-- TUGAS LATIHAN --
#1 Dalam artikel tentang rafting di Sungai Serayu, apa alasan mereka bertiga membatalkan tiket travel ke Jakarta? Jawab dalam satu sampai tiga kalimat.
#2 Sambung artikel tentang rafting di Sungai Serayu mulai setelah kalimat terakhirnya.

-- ARTIKEL --
########
RAFTING DI SUNGAI SERAYU:GILA DAN NEKAD
Tanggal 8 January sore saya tiba di
Yogya sekitar pukul 16:30. Perjalanan dari Solo menuju Yogya
cukup cepat dan lancar, karena saya naik bus Surabaya - Yogya,
hanya walaupun di bus tertulis AC, tapi kenyataannya AC-nya tidak
hidup.
Philip dan Yulie dan tiba di Yogya sejak pukup 10:00 pagi. Saya
pikir gila juga dua anak itu. Malam lebaran mereka berangkat dari
Jakarta naik bus (tentu saja gambling apakah jalanan macet atau
tidak), dan tanggal 9 malam selesai rafting harus langsung balik
Jakarta lagi, karena tanggal 10 sudah harus masuk kerja. Kalau
saya, dengan waktu mepet seperti itu tentu saja masih berpikir
panjang, paling tidak saya akan berpikir untuk bolos kantor demi
untuk rafting. Saya rencana rafting inipun dikarenakan kebetulan
saya mudik lebaran, jadi bisa sekalian jalan.
Setiba di Hotel, Yulie memberitahu bahwa mereka sudah pesan
ticket ke Jakarta lewat travel. Berangkat jam 17:00 Wah gawat!
padahal perjalanan Yogya Wonosobo sekitar 3 jam. Kita selesai
rafting saja, pukul 14:00, jadi waktunya mepet sekali. Akhirnya
setelah berdiskusi bertiga, kita putuskan untuk membatalkan tiket
dari travel dan pulang dari Wonosobo langsung. Walaupun agak
gambling juga, mengingat hari Lebaran, tiket sudah pasti banyak
yang sudah terjual.
Selesai mengurus pembatalan tiket (rugi bandar juga, sebab
cancelation fee-nya 50%), kita langsung cari makanan di sepanjang
Maliboro. Mungkin karena stress, bawaannya langsung lapar. Wah,
ternyata Malioboro sekarang jadi banyak berubah. Pedagang kaki
limanya makin banyak dan berjejal. Makanan yang dijual di pinggir
jalan, selain mahal, rasanya juga tidak keruan. Pokoknya kondisi
Malioboro sekarang sudah tidak senyaman dulu.
Pagi harinya kita dijemput pukul 6:30, telat setengah jam dari
waktu yang dijanjikan. Sebelumnya saya sempat panik juga, sebab
reservasi hanya saya lakukan lewat email. Jadi saya tidak pernah
tahu perusahaan Mitra Persada Tour & Travel yang memandu
arung jeram ini sebelumnya. Semuanya atas dasar kepercayaan saja.
########
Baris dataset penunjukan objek
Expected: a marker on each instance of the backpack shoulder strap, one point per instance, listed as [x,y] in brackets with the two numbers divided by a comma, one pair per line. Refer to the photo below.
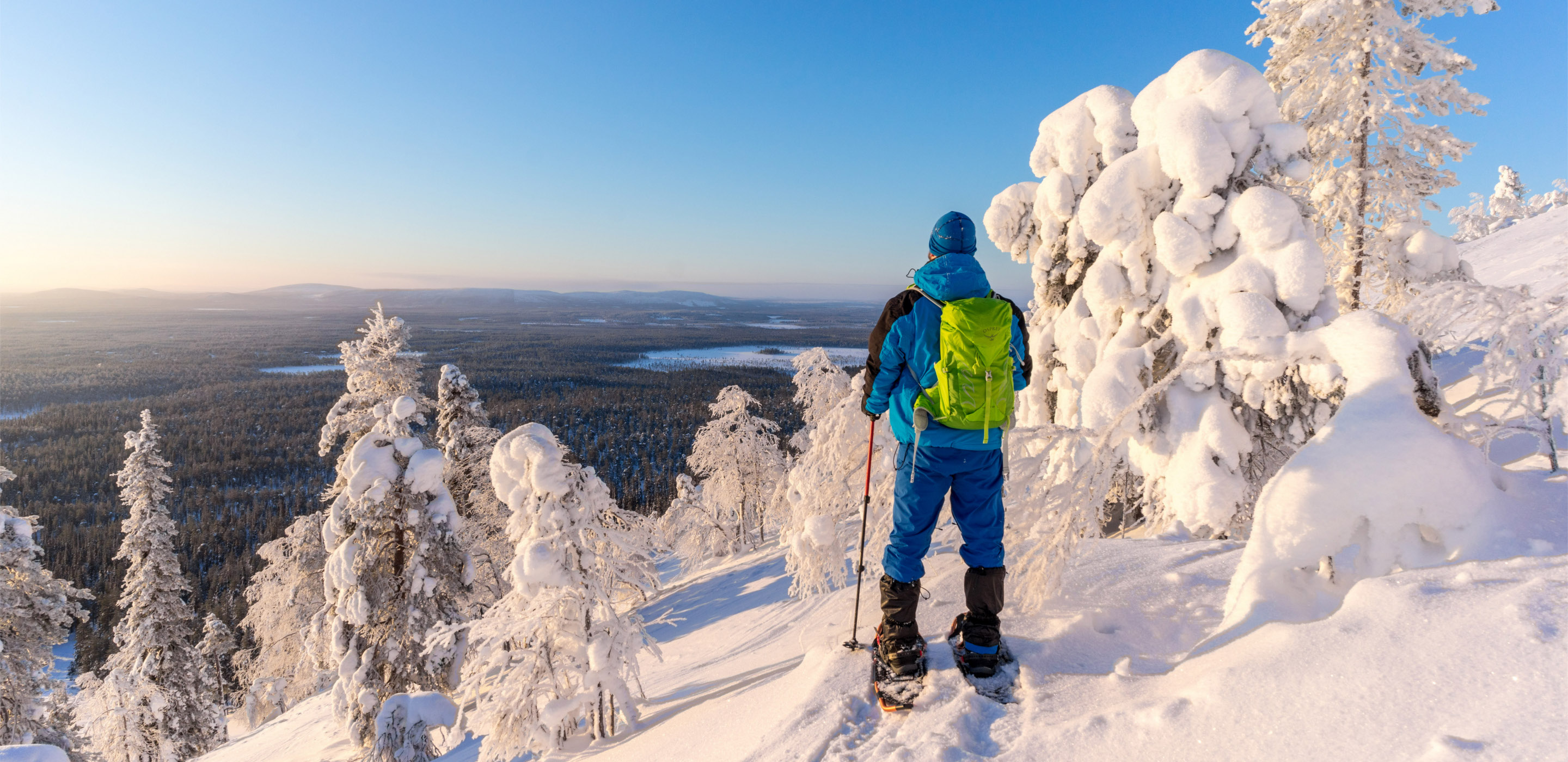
[916,289]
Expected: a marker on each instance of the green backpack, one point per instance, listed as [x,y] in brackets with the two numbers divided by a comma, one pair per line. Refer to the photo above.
[974,367]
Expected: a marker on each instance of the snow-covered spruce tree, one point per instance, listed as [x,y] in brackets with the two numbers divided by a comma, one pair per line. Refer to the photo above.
[1039,222]
[1524,357]
[825,487]
[466,437]
[1198,251]
[394,565]
[819,386]
[554,657]
[36,612]
[216,648]
[738,457]
[150,708]
[1508,203]
[1358,74]
[286,662]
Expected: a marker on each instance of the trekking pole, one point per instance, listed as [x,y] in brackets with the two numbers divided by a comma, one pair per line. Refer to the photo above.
[860,568]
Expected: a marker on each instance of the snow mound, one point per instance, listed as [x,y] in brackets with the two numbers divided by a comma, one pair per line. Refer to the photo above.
[1528,253]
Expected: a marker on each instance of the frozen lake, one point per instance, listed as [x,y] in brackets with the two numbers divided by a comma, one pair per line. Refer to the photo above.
[772,357]
[302,369]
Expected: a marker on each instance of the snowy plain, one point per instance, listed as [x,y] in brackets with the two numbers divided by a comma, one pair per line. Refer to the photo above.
[767,357]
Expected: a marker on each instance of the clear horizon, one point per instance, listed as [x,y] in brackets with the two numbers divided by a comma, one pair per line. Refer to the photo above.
[189,146]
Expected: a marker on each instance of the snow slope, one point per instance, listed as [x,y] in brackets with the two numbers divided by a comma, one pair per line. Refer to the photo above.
[1529,253]
[1454,662]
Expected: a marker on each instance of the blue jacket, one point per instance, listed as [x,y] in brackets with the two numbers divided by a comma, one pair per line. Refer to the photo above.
[904,350]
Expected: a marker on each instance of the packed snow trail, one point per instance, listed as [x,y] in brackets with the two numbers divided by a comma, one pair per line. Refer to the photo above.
[1470,659]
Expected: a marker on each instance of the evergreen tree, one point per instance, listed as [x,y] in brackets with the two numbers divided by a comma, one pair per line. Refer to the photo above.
[150,708]
[214,678]
[284,662]
[466,437]
[554,657]
[36,612]
[738,457]
[394,565]
[1358,74]
[1039,222]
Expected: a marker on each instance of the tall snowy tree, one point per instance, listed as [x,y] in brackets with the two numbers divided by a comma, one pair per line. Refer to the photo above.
[557,654]
[36,612]
[738,457]
[819,386]
[1039,222]
[1198,251]
[825,487]
[1358,74]
[466,437]
[286,662]
[216,648]
[394,565]
[150,708]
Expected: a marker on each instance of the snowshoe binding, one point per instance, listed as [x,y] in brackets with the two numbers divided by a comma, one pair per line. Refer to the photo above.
[984,657]
[897,670]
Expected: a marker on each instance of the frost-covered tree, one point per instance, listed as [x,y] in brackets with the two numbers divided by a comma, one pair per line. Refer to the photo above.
[216,648]
[1198,251]
[286,661]
[36,612]
[394,567]
[825,488]
[738,457]
[819,386]
[1523,342]
[1360,74]
[1508,198]
[557,654]
[150,708]
[1039,222]
[466,437]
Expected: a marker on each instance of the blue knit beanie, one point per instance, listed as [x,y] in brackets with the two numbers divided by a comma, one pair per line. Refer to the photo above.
[954,234]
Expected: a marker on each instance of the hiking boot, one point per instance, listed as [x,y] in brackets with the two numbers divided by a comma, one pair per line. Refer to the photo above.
[979,643]
[901,647]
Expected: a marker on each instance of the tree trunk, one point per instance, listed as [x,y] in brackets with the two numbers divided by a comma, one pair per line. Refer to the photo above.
[1358,232]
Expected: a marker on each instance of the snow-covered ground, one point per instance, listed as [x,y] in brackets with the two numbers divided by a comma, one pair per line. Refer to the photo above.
[751,355]
[1531,253]
[1453,662]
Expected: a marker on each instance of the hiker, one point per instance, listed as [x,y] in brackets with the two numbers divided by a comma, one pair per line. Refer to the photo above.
[961,457]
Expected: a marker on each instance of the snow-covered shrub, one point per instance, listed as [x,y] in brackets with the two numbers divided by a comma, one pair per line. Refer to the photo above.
[36,612]
[1380,488]
[466,437]
[827,485]
[286,662]
[1358,76]
[1198,251]
[1039,222]
[394,567]
[1524,357]
[819,386]
[739,460]
[555,654]
[1506,206]
[150,704]
[403,727]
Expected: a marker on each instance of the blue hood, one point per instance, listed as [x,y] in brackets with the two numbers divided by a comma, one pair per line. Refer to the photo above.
[952,278]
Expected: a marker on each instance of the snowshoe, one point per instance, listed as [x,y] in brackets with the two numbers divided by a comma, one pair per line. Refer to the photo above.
[988,667]
[897,673]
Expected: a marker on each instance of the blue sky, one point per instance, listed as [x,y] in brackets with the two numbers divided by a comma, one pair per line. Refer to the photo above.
[587,145]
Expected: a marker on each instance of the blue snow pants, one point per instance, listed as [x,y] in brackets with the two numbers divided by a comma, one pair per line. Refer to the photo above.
[976,482]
########
-- JAWABAN LATIHAN --
#1 Travel ke Jakarta berangkat pukul 17:00, padahal rafting baru selesai pukul 14:00 dan perjalanan Yogya–Wonosobo memakan waktu sekitar 3 jam, sehingga waktunya terlalu mepet. Karena itu, setelah berdiskusi bertiga, mereka membatalkan tiket tersebut dan memutuskan pulang langsung dari Wonosobo.

#2
Kalau sampai terjadi apa-apa dan batal, bagaimana saya harus
pertanggung-jawaban saya kepada Yulie dan Philip, yang sudah
belain-belain datang ke Yogya hanya untuk rafting.
Kita mampir dulu ke Mendut untuk mengambil perahu dan menjemput
pemandu. Ternyata yang mengikuti arung jeram hanya kita bertiga
saja. Wah gila juga. Mana cuman satu perahu lagi, tidak ada
perahu resque. Ada juga sedikit perasaan gamang, karena kita
bertiga memang bukan profesional. Setelah mengikat perahu di atap
mobil, kita melanjutkan perjalanan menuju Wonosobo, ditemani dua
pemandu Noer dan Bowo, serta dua staff Mitra Persada yang hendak
mencarikan kita tiket di Wonosobo.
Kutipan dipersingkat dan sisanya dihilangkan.